• [Your assignment]
In the copy you make, include no pictures, and transcribe every record exactly.

(Point-per-instance localization data)
------------------------------------------------

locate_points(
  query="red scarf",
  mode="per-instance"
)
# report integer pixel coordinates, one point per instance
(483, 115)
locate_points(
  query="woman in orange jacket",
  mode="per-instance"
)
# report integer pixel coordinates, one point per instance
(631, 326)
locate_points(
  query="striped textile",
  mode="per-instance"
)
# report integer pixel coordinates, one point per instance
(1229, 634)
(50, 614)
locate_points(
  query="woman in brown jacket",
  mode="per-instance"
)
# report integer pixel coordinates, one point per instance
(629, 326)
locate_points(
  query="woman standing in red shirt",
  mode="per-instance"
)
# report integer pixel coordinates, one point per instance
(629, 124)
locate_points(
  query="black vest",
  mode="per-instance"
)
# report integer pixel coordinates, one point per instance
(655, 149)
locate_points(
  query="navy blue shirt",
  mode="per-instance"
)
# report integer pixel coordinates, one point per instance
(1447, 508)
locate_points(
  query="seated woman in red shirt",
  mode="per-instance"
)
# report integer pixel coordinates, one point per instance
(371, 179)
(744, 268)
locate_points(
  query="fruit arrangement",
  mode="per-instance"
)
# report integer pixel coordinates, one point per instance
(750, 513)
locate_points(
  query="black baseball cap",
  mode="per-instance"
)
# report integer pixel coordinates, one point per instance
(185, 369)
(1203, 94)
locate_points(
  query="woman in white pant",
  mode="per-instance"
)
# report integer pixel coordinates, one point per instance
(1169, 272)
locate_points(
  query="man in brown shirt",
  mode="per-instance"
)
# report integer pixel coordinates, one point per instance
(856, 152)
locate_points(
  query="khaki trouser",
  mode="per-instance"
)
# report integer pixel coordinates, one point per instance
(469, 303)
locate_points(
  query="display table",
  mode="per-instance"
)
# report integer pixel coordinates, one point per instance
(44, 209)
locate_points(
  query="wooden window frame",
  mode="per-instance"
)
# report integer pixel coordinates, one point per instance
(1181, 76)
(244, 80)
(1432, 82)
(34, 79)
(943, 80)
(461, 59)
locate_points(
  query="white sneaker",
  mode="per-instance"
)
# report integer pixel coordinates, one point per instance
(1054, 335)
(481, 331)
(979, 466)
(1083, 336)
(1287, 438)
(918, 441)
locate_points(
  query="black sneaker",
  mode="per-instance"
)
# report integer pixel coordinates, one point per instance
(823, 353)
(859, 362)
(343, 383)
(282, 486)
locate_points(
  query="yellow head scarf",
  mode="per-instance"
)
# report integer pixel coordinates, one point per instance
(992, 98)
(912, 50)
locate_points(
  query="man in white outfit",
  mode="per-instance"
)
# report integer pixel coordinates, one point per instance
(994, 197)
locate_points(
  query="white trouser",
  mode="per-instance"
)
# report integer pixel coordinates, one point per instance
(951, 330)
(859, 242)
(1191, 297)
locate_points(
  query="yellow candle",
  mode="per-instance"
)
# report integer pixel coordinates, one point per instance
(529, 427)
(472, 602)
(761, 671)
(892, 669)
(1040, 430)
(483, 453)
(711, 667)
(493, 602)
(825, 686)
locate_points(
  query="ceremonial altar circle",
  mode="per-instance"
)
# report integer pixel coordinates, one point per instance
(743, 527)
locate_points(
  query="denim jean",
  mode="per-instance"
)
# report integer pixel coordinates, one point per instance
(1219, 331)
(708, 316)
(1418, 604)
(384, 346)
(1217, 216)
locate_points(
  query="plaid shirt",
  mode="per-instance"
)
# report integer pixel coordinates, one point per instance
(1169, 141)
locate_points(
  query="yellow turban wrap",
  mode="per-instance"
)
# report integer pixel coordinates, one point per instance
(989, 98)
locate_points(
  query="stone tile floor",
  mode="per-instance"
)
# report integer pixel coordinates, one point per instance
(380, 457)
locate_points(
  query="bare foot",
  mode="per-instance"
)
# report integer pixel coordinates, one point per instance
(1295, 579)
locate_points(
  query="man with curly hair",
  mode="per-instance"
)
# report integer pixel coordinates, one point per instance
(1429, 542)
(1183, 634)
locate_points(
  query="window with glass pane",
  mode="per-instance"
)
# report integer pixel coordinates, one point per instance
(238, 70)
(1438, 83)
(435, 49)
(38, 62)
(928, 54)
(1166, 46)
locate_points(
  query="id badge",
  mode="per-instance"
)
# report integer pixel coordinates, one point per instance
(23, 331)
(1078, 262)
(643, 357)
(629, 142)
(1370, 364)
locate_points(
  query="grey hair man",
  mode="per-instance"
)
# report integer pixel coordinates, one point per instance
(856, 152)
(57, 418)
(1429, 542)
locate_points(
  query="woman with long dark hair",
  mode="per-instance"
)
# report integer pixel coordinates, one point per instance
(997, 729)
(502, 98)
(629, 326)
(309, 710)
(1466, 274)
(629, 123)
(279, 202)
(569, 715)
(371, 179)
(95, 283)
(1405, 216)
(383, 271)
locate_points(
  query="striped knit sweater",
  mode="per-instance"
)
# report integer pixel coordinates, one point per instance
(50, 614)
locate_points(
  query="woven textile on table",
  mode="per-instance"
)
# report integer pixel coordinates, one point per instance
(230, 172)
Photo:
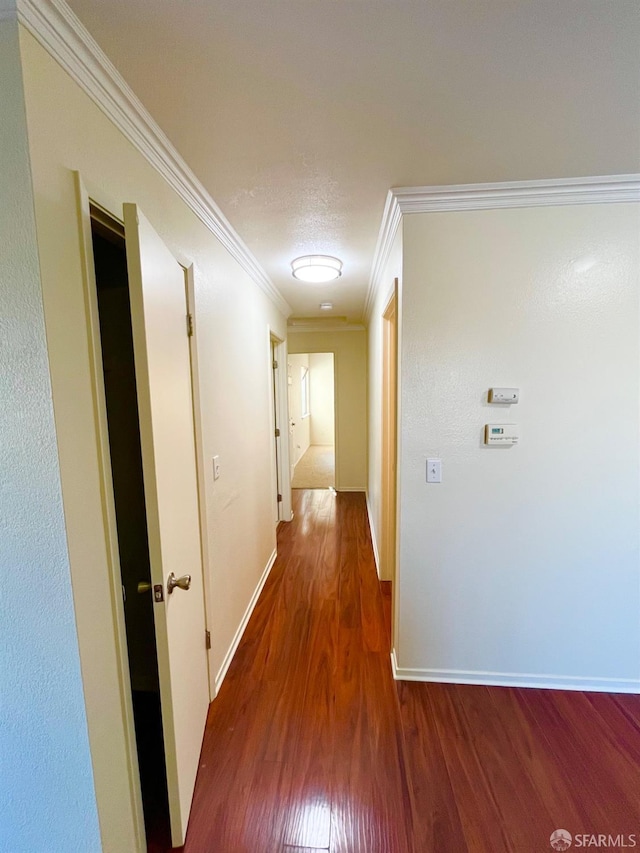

------------------------------------------------

• [Final answer]
locate_points(
  query="red scarf",
  mode="per-instance"
)
# report integer pixel coordinates, one point per instance
(483, 115)
locate_points(
  query="woman in orange jacket",
  mode="per-instance"
)
# report integer pixel coordinates, one point per instance
(631, 326)
locate_points(
  query="striped textile",
  mode="per-instance"
)
# report integer pixel coordinates, one point per instance
(1229, 634)
(50, 614)
locate_points(
  query="woman in brown jacket",
  mode="per-instance"
)
# report integer pixel coordinates, one point per instance
(629, 326)
locate_points(
  query="woman standing in red shirt",
  mode="per-instance"
)
# report integer pixel coordinates, one point per instance
(629, 124)
locate_points(
  query="black vest",
  mode="per-instance"
)
# report integer pixel coordinates, one point per instance
(655, 149)
locate_points(
  query="navy blue shirt",
  mode="per-instance"
)
# report integer pixel coordinates, one point per instance
(1447, 508)
locate_points(
  query="seated woman in red shirt",
  mode="per-instance"
)
# report integer pixel coordinates, one point per instance
(371, 179)
(744, 268)
locate_points(
  query="fruit arrangement",
  mode="per-instance"
)
# report integer pixel coordinates, one point per instance
(750, 513)
locate_points(
  query="black baseball cap",
  mode="per-instance"
)
# report integer pixel coordinates, one point per instance
(185, 369)
(1203, 94)
locate_points(
  query="woman in white pant",
  mode="per-instance"
)
# report integer pixel coordinates, one point per instance
(1169, 272)
locate_points(
  query="man in brown shirt",
  mode="per-instance"
)
# report integer pixel coordinates, one point per instance
(856, 152)
locate_points(
  query="khaki trouser",
  mode="per-instance"
)
# report integer pixel coordinates, one point per instance
(469, 303)
locate_points(
  query="display table",
  mode="per-instance"
)
# report integer pixel coordinates, one point per instance
(44, 209)
locate_points(
  query="wooden window frame",
  mode="per-instance"
)
# report integer pixel coordinates, one point per instance
(1181, 76)
(244, 80)
(1432, 82)
(34, 79)
(943, 80)
(461, 59)
locate_points(
  query="white sneaker",
  mode="per-instance"
)
# report integer pixel coordinates, one point per instance
(1054, 335)
(481, 331)
(979, 466)
(1083, 336)
(1287, 438)
(918, 441)
locate_points(
  query="black sneaker",
  mode="per-instance"
)
# report integer pixel coordinates, one point per instance
(823, 353)
(859, 362)
(343, 383)
(282, 486)
locate_points(
  query="yellow head scarf",
  mode="per-instance"
)
# report integer pixel coordinates, one point per instance
(992, 98)
(912, 50)
locate_points(
  query="man in white outfit",
  mode="per-instance"
)
# report integer pixel coordinates, one point per instance
(994, 197)
locate_points(
  query="white trouser",
  mode="per-instance"
)
# report integer pixel coordinates, one point per instance
(951, 330)
(859, 242)
(1191, 297)
locate_points(
  query="yellow candle",
  mode="per-instance"
)
# report integer pixel coordinates, one point per instance
(529, 427)
(472, 602)
(761, 671)
(892, 669)
(1040, 430)
(483, 453)
(711, 667)
(493, 602)
(825, 686)
locate_points(
  query="ceremonial altar circle",
  mode="per-instance"
)
# report integer pixel coordinates, one point per instance
(743, 527)
locate_points(
  query="denim jean",
  mode="per-instance"
)
# report integer pixel coordinates, one point per instance
(1219, 331)
(708, 316)
(1418, 604)
(384, 346)
(1217, 216)
locate_points(
  query="plaid shirt",
  mode="per-instance"
)
# report integer pixel coordinates, one point per instance
(1169, 141)
locate_points(
  query="yellow turban wrap",
  mode="per-instance"
)
# report integer pixel coordinates, one point per instance
(989, 98)
locate_points(
  query="stone tile floor",
  mode="per-instance"
)
# report integer pixel coordinates, one point per instance
(380, 457)
locate_points(
  query="bare foot",
  mode="per-instance"
)
# report integer pixel coordinates, one point per instance
(1295, 579)
locate_points(
  query="man with curly hair",
  mode="per-instance"
)
# report integer pixel coordinates, one point per instance
(1429, 542)
(1183, 634)
locate_points(
  query="window with glass pane",
  mode="per-instance"
)
# report integer pixel coordinates, one point per instance
(238, 70)
(1438, 83)
(435, 49)
(38, 62)
(928, 54)
(1166, 46)
locate_points(
  query="id badge",
  mode="per-instance"
)
# report integer pixel coordinates, one point per instance
(23, 331)
(1078, 262)
(643, 357)
(629, 142)
(1370, 364)
locate_points(
  query="grey hair man",
  mode="per-instance"
)
# report integer pixel coordinates, one point per instance
(856, 152)
(57, 418)
(1429, 542)
locate_points(
  query="woman with long dark hair",
  mode="per-instance"
)
# report integer pixel coordinates, one point per instance
(997, 729)
(502, 98)
(629, 326)
(309, 710)
(1466, 274)
(629, 123)
(279, 202)
(569, 715)
(371, 179)
(95, 283)
(1405, 216)
(383, 271)
locate_points(
  query="striped knit sweater",
  mode="per-instance"
)
# report integer pixel coordinates, one point per instance
(50, 614)
locate_points(
  query="woven textile on table",
  mode="per-instance"
)
# report integer pixel coordinates, one point per instance
(230, 172)
Photo:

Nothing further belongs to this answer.